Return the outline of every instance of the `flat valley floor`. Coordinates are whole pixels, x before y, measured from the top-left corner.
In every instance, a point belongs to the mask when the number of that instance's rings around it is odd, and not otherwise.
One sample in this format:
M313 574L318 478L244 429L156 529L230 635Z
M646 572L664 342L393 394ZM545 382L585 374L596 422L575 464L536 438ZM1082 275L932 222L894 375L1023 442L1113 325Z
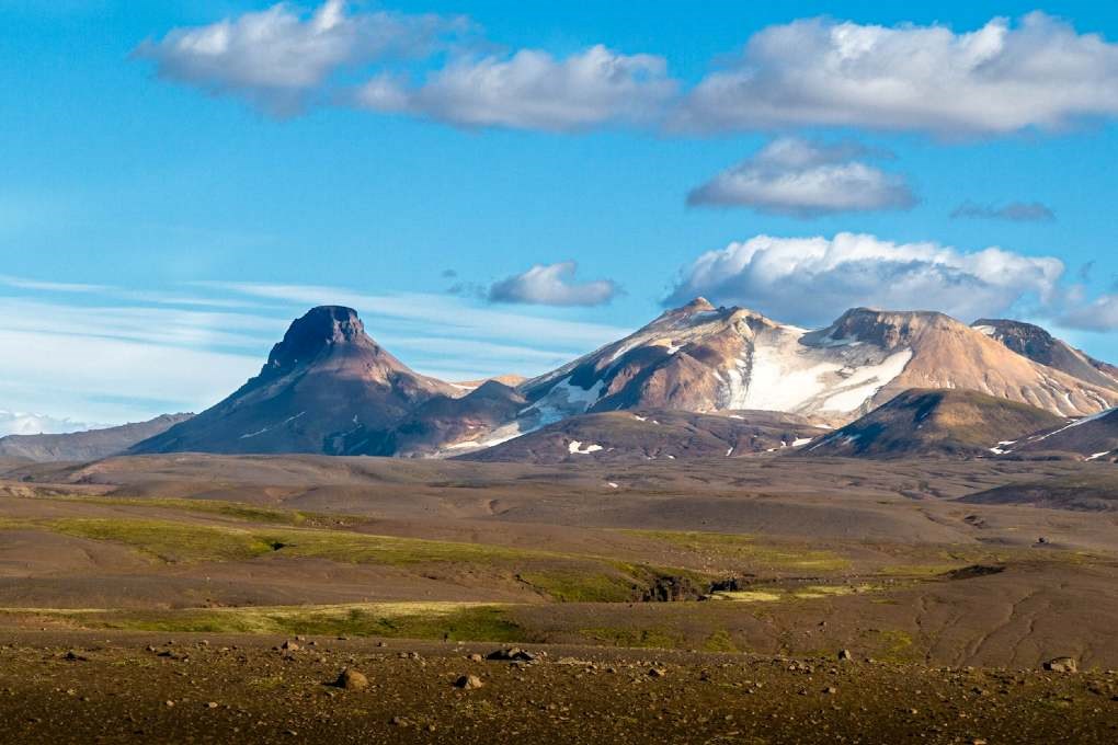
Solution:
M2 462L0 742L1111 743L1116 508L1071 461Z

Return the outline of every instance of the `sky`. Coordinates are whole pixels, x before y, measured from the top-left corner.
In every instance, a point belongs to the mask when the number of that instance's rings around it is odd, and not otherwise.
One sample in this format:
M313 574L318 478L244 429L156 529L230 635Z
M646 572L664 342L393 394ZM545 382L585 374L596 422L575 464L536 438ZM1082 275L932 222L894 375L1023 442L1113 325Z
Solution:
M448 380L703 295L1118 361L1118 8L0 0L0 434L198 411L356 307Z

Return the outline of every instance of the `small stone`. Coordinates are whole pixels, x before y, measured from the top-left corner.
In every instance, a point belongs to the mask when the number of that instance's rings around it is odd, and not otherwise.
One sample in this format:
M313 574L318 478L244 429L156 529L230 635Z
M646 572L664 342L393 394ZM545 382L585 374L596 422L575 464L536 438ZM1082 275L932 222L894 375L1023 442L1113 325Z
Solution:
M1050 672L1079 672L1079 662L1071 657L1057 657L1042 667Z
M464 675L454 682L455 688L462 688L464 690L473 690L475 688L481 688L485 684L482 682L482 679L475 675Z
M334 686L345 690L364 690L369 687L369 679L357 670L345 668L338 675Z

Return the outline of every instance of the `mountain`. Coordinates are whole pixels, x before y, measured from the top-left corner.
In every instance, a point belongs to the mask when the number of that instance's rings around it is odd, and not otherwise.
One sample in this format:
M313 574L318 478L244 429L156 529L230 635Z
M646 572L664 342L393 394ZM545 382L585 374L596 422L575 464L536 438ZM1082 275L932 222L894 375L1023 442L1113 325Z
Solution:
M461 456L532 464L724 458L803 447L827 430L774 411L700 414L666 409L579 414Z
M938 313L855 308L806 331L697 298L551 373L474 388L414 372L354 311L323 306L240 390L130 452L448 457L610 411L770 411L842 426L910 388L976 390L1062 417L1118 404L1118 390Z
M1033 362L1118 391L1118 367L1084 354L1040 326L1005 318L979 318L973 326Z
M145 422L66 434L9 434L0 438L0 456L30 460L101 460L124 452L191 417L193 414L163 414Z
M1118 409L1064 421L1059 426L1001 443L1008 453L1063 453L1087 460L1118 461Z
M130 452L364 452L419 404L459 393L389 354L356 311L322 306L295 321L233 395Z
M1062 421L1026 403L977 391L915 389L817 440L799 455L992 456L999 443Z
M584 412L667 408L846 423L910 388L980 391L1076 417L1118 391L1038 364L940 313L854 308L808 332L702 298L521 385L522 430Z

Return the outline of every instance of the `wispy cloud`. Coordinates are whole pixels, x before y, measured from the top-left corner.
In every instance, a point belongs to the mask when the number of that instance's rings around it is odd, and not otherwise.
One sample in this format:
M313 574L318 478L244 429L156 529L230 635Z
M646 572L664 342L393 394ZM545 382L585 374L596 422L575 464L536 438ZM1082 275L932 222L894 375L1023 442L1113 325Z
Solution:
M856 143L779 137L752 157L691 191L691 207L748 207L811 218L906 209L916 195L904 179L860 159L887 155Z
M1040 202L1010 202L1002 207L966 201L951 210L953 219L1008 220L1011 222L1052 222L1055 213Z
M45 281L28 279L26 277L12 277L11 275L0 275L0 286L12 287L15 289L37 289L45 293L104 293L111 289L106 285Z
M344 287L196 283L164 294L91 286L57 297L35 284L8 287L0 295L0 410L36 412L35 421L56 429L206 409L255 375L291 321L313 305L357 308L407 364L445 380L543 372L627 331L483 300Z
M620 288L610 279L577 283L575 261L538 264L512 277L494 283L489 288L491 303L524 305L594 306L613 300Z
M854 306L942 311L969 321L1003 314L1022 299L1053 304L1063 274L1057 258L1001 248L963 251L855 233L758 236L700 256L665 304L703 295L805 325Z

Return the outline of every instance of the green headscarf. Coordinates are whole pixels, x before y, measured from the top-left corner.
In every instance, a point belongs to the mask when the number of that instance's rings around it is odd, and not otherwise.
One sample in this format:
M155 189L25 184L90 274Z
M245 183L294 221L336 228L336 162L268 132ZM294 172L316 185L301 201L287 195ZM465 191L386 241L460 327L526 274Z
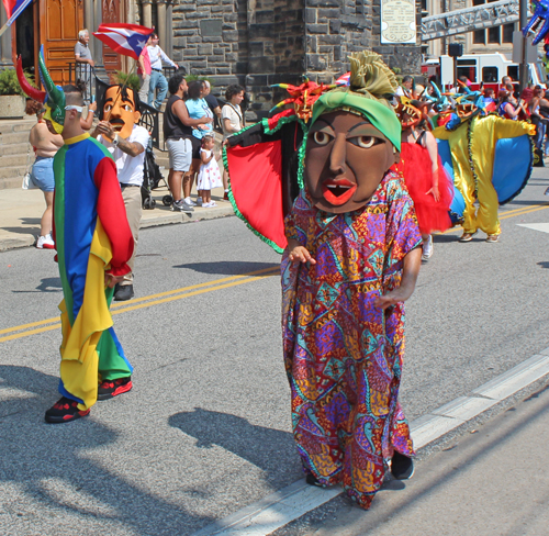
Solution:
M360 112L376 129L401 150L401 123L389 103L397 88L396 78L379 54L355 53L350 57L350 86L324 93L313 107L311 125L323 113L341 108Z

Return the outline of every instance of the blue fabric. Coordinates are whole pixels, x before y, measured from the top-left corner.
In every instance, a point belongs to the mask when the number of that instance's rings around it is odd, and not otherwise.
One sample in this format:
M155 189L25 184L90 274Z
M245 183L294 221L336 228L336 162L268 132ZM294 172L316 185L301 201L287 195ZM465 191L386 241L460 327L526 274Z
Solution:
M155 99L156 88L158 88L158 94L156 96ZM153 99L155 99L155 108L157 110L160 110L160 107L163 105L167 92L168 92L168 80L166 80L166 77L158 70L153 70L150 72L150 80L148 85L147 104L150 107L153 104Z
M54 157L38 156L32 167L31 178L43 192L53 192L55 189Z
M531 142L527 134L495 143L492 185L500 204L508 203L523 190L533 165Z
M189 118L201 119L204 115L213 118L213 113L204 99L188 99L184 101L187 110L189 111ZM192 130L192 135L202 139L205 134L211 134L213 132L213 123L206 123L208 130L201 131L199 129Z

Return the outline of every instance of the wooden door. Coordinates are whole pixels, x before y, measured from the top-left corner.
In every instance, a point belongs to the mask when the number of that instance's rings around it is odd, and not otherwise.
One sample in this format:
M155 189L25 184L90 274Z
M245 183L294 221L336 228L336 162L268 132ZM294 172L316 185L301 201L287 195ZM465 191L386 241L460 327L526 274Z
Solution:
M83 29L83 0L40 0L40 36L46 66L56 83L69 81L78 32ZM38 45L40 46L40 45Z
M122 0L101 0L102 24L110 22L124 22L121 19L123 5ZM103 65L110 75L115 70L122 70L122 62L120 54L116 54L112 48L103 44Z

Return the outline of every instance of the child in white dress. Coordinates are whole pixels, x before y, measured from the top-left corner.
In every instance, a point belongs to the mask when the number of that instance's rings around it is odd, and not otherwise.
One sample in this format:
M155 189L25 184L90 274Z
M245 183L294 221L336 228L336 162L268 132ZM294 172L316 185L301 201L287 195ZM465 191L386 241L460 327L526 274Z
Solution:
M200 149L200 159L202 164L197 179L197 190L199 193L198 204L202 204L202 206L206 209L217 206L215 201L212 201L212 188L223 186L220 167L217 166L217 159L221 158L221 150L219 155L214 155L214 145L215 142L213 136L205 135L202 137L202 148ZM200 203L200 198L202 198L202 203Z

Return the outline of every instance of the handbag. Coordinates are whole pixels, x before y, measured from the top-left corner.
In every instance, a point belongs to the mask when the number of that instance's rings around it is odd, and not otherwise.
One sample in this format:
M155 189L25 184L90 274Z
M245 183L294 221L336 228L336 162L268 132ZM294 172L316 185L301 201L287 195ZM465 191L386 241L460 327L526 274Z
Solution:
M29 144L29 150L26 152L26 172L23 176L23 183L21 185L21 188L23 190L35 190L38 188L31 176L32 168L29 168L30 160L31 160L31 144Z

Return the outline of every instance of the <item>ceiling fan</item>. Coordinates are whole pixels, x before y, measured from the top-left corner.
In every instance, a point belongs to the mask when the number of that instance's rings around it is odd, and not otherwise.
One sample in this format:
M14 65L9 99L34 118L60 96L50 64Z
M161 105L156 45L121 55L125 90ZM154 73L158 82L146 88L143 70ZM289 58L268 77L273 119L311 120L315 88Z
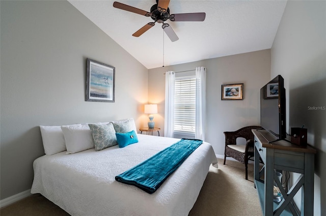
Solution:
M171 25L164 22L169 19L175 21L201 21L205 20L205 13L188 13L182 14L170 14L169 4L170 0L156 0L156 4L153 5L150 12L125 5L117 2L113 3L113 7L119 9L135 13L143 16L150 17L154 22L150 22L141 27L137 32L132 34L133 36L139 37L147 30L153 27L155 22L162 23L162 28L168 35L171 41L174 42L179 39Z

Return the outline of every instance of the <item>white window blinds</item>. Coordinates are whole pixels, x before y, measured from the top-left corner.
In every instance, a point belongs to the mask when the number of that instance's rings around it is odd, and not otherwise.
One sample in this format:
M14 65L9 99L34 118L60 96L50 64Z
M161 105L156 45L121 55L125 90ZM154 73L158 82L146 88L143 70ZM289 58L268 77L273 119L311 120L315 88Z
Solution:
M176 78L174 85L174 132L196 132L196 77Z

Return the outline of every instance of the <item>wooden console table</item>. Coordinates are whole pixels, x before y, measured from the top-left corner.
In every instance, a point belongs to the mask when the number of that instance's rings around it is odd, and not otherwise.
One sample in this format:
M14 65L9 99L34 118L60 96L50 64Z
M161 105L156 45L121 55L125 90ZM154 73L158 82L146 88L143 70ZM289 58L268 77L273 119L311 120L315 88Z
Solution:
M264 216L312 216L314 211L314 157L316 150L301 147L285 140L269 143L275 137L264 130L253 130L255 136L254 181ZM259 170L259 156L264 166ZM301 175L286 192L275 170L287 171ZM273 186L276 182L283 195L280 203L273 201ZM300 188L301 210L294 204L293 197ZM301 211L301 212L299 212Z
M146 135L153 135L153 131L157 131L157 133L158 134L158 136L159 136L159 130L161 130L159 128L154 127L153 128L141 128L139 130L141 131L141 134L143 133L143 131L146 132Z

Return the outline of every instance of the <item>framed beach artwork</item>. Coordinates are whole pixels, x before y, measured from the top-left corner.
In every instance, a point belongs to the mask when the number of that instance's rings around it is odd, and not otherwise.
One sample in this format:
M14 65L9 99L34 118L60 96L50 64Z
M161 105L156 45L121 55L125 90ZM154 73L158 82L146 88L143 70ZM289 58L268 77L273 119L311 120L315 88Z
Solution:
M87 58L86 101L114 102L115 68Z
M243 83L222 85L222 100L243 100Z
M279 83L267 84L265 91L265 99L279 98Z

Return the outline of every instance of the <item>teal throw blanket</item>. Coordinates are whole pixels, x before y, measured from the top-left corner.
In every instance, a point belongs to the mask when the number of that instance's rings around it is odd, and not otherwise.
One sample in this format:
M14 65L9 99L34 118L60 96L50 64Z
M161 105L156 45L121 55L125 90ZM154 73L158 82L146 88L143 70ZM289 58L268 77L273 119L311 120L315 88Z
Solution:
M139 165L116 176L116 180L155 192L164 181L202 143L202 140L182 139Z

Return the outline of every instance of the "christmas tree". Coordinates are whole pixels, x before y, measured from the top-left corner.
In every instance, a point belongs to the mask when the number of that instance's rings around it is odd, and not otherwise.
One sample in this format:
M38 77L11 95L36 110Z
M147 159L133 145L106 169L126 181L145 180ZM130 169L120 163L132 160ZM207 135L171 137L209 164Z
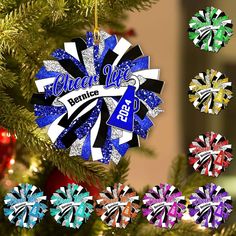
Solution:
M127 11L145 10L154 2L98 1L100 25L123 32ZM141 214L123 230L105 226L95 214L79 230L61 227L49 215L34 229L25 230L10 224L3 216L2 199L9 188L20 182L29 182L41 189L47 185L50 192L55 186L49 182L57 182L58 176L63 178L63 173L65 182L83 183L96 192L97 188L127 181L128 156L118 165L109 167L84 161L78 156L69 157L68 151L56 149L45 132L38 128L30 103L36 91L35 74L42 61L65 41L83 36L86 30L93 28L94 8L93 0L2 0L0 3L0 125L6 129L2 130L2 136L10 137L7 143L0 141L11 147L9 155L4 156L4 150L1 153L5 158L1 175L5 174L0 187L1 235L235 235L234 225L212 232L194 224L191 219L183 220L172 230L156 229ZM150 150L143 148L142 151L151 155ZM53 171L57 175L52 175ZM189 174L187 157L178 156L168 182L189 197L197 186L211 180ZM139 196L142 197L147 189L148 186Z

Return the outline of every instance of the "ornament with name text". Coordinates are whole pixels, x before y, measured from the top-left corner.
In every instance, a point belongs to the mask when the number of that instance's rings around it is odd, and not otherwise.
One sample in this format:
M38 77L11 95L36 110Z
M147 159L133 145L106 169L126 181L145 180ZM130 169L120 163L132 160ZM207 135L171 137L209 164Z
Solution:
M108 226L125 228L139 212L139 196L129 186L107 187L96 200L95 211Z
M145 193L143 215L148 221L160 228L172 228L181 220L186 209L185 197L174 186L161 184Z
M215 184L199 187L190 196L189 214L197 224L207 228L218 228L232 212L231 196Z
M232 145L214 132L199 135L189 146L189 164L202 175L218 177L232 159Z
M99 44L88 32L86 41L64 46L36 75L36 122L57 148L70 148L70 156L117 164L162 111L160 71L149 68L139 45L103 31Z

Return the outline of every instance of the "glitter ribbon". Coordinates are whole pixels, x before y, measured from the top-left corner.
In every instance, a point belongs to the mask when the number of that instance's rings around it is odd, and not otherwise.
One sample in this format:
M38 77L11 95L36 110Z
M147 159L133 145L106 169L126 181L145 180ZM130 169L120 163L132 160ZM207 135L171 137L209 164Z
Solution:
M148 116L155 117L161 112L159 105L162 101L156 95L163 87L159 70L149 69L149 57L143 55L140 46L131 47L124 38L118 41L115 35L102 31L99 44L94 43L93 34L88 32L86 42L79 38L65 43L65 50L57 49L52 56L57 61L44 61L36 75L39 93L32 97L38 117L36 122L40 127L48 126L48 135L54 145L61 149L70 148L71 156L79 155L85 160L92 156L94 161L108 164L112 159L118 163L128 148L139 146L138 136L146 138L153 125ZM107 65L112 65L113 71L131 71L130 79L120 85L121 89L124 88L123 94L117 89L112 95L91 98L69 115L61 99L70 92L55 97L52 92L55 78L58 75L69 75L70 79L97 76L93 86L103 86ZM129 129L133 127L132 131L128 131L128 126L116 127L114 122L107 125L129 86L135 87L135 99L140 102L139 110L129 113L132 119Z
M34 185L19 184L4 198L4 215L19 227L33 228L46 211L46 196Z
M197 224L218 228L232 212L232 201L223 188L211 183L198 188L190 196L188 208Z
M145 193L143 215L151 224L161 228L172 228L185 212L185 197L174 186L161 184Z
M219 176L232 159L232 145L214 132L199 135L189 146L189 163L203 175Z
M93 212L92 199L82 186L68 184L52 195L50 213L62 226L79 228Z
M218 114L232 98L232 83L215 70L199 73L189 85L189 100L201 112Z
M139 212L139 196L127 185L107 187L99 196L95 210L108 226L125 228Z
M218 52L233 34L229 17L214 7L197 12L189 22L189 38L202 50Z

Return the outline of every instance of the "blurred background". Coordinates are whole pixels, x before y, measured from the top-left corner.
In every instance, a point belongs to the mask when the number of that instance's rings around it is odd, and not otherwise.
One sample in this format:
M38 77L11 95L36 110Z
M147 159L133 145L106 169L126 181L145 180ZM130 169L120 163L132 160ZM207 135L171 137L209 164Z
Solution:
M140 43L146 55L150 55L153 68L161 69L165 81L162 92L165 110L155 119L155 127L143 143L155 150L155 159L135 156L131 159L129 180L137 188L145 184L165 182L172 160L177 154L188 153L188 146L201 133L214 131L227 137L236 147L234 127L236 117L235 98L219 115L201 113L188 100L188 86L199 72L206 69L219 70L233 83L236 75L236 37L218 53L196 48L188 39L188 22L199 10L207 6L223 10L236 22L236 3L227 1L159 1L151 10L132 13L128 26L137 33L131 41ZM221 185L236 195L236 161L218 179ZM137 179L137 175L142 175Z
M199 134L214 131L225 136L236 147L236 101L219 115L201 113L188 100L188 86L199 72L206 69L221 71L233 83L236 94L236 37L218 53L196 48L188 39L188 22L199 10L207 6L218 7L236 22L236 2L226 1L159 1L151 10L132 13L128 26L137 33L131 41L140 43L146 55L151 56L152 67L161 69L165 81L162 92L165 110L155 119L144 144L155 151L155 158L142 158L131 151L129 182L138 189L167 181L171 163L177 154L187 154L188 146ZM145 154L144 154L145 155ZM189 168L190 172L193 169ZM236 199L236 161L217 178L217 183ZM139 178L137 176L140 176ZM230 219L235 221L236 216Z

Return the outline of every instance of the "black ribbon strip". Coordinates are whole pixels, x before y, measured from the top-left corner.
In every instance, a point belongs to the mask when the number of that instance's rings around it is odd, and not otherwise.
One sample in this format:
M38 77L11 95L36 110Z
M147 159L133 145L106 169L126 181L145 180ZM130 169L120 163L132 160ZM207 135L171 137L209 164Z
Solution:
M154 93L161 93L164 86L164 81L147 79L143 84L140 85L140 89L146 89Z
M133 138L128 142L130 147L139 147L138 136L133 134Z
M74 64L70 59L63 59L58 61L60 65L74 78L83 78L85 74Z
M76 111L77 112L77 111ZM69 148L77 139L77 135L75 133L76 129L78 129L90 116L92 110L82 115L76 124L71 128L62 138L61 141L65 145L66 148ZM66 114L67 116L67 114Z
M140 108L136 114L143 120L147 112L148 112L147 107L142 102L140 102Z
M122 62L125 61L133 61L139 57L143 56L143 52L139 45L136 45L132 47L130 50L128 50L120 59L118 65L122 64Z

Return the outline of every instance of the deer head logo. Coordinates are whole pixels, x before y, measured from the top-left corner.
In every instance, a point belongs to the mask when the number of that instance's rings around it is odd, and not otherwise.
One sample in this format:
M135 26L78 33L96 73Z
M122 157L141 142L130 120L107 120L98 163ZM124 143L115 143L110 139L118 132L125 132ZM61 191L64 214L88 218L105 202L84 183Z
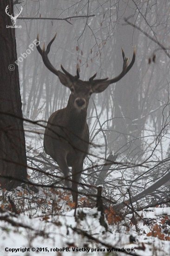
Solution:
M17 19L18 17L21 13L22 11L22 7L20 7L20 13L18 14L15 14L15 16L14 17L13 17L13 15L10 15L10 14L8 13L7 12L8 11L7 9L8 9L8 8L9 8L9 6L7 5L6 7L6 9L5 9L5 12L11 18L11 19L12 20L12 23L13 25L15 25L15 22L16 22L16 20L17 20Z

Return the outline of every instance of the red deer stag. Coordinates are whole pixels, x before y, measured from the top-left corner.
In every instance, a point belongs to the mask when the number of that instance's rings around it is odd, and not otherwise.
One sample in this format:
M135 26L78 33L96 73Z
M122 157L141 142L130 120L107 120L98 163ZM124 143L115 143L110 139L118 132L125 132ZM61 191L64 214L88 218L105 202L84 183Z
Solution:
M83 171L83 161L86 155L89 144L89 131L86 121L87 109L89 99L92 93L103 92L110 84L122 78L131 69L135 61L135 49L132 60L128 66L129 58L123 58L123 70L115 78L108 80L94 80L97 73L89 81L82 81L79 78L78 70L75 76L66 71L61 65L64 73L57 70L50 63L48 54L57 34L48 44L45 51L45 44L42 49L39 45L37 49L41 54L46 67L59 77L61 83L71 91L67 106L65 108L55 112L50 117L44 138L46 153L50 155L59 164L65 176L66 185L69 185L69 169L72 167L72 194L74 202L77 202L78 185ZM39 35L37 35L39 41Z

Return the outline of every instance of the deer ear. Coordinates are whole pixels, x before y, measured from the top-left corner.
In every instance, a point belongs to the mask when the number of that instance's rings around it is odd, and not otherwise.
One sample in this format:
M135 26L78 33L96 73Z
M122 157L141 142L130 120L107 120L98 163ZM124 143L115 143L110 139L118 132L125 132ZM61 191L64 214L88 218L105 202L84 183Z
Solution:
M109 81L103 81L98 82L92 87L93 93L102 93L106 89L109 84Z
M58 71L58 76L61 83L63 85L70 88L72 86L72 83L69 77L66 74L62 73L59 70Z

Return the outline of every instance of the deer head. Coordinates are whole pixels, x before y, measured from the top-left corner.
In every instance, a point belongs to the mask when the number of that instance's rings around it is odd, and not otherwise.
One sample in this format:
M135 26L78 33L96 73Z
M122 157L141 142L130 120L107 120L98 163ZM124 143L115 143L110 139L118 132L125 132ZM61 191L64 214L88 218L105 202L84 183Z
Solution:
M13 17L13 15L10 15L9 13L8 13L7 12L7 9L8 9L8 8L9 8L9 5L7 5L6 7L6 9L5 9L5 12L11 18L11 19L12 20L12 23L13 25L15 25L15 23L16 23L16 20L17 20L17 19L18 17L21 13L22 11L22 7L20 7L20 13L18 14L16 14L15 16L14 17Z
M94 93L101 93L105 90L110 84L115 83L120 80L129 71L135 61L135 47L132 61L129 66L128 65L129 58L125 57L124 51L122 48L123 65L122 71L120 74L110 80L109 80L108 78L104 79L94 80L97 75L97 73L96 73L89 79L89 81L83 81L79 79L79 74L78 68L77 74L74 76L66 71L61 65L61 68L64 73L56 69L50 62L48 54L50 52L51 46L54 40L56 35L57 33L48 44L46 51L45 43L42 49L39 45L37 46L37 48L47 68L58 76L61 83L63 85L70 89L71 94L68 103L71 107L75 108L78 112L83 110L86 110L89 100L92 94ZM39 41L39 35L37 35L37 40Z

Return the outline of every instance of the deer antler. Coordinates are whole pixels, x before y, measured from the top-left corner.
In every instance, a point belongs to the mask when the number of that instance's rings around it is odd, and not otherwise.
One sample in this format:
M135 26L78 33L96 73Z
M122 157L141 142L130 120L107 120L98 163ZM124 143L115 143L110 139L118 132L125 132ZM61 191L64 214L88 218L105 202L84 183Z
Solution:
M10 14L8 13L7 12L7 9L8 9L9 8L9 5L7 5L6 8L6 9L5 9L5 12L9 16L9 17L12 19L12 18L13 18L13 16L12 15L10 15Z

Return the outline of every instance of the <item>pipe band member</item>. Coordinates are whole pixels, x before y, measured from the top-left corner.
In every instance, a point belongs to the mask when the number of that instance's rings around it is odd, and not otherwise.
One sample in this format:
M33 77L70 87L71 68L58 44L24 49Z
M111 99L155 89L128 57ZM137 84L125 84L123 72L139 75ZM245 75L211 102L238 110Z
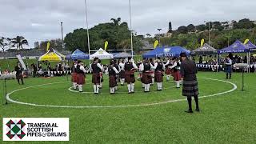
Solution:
☆ ☆ ☆ ☆
WHAT THE TASK REQUIRES>
Your copy should consist only of the lines from the line holding "Return the outline of every instance of the deer antler." through the final line of the listing above, both included, with all pictures omitted.

SOLUTION TO THIS PROBLEM>
Return the outline of every instance of the deer antler. Coordinates are whole pixels, x before y, measured from the top-left corner.
In every instance, a point belongs to the mask when the number of that instance's rings around it is odd, and not otherwise.
One sample in this format:
M135 26L78 33L96 73Z
M122 157L141 142L130 120L107 120L98 163ZM124 143L115 143L110 139L118 132L125 132ZM61 191L64 214L88 218L105 202L84 183Z
Solution:
M10 14L8 13L7 12L7 9L8 9L9 8L9 5L7 5L6 8L6 9L5 9L5 12L9 16L9 17L12 19L12 18L13 18L13 16L12 15L10 15Z

Return the outline of every instance of the <item>pipe band member</item>. Coordinates are whole pixels, x before y, measured from the top-left corner.
In every instance, a point belongs to the mask when the number of that instance's rings around it is odd, and not otherwise.
One sample in this format:
M33 77L70 87L71 68L58 44L24 49Z
M111 99L155 89L128 57ZM137 84L125 84L123 72L139 75ZM245 75L211 102L238 110Z
Solution:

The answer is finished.